*Problem requirements:* Copy everything in the fin comparison text from "Now we will compare" down to "throughout the fin.", replacing "material" with "metal" wherever it occurs.

*Quoted text:*
○ ○ ○ ○

Now we will compare the results of our calculations for the three fins. First we present a table of the values for the preferred length, height, and profile area.
Profile |
Dimension | Minimal | Rectangular | Triangular | |
L | 2 | 1.5956 | 1.6844 | * 1 / (h) * (Qtot / q_{0}) |
y_{0} | 2 | 1.2640 | 1.6549 | * 1 / (h*k) * (Qtot / q_{0})^{2} |
Area | (4/3) = 1.333..... | 2.0169 | 1.3939 | * 1 / (h^{2}*k) * (Qtot / q_{0})^{3} |
q_{L}/q_{0} | 0 | 0.4570 | 0.27735 |
We can see from this table that fins with a rectangular profile require almost 50% more material than those of a minimal or triangular profile. Although the minimal one is the most efficient, we can see that with the triangular fin we get an area that is almost as economical as the minimal profile one. This of course requires the entire fin to operate at a very temperature excess throughout the fin.
First we plot the three fins to get a quick comparison of their
relative sizes. We will assume that they all have the same value for h, (qtot
/ q_{0}), and k.
So all three of these fins radiate the same amount of heat, and this is the
shape necessary to do it.
> y_min:=x->-2*x+x^2/2+2:
> y_tri:=x->1.654987627*(1.684497599-x):
> y_rect:=x->1.264066295:
>
>
with(plots):
p1:=plot(y_min(x),x=0..2):
p2:=plot(y_tri(x),x=0..1.684497599):
p3:=plot(y_rect(x),x=0..1.595642608):
p4:=plot(-y_min(x),x=0..2):
p5:=plot(-y_tri(x),x=0..1.684497599):
p6:=plot(-y_rect(x),x=0..1.595642608):
display(p1,p2,p3,p4,p5,p6);
>
Now we will do a quick numerical example comparing Copper, Aluminum, and Iron for these fins. The calculations below are summarized here in this table.

○ ○ ○ ○

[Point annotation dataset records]
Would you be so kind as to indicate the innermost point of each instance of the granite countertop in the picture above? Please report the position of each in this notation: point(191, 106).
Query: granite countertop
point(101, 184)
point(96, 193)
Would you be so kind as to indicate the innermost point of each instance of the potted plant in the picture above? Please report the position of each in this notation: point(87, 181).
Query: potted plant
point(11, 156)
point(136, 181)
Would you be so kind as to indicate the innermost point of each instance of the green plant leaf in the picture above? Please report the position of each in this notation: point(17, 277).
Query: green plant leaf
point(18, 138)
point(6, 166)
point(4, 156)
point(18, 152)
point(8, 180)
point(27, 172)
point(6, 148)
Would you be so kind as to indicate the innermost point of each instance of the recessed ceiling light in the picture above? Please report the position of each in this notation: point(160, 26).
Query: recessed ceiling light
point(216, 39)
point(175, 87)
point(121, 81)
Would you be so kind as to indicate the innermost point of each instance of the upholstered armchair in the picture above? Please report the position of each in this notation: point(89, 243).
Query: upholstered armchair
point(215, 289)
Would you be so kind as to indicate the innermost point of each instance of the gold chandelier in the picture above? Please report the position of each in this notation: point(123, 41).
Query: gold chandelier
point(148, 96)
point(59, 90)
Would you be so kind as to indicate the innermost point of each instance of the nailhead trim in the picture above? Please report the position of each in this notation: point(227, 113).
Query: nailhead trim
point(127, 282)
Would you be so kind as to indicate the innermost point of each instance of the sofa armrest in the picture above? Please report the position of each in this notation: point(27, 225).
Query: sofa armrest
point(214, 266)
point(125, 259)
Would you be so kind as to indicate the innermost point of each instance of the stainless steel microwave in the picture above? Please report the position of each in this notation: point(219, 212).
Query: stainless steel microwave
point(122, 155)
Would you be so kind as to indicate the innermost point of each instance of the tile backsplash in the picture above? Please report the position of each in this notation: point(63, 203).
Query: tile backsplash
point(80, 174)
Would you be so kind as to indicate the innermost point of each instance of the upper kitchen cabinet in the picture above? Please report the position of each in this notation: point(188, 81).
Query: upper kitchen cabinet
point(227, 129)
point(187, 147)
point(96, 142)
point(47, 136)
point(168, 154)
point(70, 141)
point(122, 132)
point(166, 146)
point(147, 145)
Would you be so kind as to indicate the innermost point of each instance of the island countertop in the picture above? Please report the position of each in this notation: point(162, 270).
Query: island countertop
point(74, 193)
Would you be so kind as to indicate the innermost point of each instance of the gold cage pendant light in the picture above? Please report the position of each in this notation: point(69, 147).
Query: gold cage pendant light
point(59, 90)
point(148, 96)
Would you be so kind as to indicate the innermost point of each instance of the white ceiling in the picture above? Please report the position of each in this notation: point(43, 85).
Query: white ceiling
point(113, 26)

○ ○ ○ ○

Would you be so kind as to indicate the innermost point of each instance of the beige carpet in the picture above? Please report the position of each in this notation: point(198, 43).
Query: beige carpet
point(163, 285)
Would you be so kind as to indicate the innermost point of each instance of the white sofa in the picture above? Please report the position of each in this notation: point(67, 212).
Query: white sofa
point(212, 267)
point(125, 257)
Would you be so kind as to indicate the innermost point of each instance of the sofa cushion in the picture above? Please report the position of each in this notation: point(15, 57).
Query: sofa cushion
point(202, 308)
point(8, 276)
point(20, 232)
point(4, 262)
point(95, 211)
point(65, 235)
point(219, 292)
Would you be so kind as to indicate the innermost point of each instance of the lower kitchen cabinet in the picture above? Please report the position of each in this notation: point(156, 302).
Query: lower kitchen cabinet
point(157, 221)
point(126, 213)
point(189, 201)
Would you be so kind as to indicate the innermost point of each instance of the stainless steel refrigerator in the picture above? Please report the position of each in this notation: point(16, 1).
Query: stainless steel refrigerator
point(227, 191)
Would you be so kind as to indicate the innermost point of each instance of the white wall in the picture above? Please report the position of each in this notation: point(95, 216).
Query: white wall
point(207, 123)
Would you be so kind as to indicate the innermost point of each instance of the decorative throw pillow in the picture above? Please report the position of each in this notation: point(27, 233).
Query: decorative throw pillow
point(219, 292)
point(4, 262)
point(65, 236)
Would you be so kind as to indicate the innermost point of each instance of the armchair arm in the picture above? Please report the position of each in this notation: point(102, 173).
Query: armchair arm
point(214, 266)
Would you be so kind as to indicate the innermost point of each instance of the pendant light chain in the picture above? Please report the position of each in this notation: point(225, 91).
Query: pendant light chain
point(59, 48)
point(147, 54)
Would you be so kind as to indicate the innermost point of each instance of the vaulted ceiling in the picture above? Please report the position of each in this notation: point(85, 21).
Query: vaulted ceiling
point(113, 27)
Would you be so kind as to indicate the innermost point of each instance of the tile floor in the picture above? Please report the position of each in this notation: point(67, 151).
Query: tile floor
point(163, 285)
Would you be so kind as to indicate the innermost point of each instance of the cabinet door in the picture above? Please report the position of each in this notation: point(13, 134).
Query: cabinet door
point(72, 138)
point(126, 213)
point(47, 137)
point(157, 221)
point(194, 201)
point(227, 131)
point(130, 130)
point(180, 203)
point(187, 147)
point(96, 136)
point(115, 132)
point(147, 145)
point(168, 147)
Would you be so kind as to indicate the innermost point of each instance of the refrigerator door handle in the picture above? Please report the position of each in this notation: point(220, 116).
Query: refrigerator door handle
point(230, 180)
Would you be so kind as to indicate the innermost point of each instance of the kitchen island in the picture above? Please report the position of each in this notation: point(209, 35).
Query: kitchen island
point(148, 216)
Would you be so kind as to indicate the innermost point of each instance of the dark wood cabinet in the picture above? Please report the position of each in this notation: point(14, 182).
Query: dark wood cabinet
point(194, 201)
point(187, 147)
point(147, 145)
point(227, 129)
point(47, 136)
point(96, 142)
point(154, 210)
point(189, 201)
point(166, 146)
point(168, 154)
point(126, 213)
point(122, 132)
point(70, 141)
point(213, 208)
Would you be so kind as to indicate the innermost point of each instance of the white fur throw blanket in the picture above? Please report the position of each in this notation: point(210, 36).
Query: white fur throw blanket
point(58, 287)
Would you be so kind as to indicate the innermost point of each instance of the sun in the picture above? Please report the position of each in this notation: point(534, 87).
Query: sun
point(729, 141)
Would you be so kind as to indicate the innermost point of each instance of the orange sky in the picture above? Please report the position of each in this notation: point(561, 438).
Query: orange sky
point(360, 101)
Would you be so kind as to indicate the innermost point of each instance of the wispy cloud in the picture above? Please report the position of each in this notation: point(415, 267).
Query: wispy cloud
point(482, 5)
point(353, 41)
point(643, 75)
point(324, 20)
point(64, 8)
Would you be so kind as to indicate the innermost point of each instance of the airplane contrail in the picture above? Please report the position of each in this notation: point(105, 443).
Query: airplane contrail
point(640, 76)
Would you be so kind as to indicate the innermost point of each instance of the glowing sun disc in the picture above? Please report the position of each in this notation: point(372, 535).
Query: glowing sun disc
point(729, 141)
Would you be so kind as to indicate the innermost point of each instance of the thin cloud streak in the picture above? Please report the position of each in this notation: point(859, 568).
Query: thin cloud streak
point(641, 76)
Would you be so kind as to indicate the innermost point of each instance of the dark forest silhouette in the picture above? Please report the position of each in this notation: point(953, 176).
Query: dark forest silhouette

○ ○ ○ ○

*Solution below:*
Now we will compare the results of our calculations for the three fins. First we present a table of the values for the preferred length, height, and profile area.
Profile |
Dimension | Minimal | Rectangular | Triangular | |
L | 2 | 1.5956 | 1.6844 | * 1 / (h) * (Qtot / q_{0}) |
y_{0} | 2 | 1.2640 | 1.6549 | * 1 / (h*k) * (Qtot / q_{0})^{2} |
Area | (4/3) = 1.333..... | 2.0169 | 1.3939 | * 1 / (h^{2}*k) * (Qtot / q_{0})^{3} |
q_{L}/q_{0} | 0 | 0.4570 | 0.27735 |
We can see from this table that fins with a rectangular profile require almost 50% more metal than those of a minimal or triangular profile. Although the minimal one is the most efficient, we can see that with the triangular fin we get an area that is almost as economical as the minimal profile one. This of course requires the entire fin to operate at a very temperature excess throughout the fin.